Check every line of the material for the word "white". Copy those that have it.

═════ Data for the task

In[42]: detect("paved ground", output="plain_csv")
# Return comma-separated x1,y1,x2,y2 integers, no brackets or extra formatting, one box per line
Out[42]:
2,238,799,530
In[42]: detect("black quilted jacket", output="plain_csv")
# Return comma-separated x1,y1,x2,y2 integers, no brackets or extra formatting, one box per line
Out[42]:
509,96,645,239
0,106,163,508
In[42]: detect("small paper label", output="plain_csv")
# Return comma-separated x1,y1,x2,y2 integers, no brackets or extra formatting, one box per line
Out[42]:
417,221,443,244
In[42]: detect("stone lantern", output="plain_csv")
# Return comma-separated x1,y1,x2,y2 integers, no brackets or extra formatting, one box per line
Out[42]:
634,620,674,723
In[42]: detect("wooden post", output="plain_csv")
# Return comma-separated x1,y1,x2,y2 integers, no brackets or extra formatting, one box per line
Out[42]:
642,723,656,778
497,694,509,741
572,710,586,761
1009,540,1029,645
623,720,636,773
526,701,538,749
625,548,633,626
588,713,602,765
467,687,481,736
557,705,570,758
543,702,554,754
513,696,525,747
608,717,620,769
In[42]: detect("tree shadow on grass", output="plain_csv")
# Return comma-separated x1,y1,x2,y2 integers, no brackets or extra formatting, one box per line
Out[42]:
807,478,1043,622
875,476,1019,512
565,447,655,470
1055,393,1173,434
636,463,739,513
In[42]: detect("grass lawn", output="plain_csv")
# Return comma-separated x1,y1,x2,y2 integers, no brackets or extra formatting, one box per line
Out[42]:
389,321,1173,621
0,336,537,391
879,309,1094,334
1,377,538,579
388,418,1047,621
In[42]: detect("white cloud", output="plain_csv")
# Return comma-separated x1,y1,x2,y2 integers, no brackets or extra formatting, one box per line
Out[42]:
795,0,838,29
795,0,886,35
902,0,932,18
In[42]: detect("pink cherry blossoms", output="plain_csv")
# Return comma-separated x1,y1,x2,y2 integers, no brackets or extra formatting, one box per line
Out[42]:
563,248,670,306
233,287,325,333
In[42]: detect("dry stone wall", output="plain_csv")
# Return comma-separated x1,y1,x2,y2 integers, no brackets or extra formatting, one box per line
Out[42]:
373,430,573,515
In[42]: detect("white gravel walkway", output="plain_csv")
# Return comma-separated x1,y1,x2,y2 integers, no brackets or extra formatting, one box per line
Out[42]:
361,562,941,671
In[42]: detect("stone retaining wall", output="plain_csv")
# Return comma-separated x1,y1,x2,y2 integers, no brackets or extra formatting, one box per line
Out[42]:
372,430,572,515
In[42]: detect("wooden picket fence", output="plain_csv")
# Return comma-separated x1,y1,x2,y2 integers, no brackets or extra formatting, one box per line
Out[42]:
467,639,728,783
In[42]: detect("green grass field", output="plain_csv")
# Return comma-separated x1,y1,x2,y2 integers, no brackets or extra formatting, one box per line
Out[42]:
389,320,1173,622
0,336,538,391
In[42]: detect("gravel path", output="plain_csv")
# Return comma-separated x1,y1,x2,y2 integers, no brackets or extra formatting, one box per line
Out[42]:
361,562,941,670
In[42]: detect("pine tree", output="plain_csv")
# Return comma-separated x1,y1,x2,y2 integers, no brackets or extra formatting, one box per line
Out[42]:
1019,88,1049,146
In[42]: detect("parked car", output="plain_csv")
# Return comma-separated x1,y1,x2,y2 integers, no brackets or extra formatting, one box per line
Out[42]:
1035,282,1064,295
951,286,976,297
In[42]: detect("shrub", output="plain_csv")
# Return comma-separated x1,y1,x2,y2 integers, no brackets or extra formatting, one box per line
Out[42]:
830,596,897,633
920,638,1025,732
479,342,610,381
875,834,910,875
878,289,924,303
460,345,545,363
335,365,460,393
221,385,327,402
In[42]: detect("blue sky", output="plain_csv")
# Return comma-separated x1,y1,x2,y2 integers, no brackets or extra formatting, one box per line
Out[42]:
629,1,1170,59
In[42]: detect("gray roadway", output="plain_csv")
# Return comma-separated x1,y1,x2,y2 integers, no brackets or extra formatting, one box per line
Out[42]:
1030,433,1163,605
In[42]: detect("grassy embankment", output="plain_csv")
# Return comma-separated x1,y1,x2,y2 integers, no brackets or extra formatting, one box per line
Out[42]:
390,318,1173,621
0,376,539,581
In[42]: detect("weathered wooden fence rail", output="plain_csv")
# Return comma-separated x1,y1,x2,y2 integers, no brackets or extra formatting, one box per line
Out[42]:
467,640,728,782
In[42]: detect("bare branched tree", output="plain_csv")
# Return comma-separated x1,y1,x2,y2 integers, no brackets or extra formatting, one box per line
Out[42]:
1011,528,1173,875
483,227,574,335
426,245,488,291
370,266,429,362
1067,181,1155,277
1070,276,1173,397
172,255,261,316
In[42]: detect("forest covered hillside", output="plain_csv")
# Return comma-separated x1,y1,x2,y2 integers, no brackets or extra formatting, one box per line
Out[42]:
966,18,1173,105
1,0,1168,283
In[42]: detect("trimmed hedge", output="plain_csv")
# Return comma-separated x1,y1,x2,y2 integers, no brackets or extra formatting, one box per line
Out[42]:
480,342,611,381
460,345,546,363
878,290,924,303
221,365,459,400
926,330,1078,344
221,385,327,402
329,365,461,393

══════════

# Task solution:
In[42]: detect("white cloud", output="plain_csv")
In[42]: detect("white gravel walkway", output="plain_csv")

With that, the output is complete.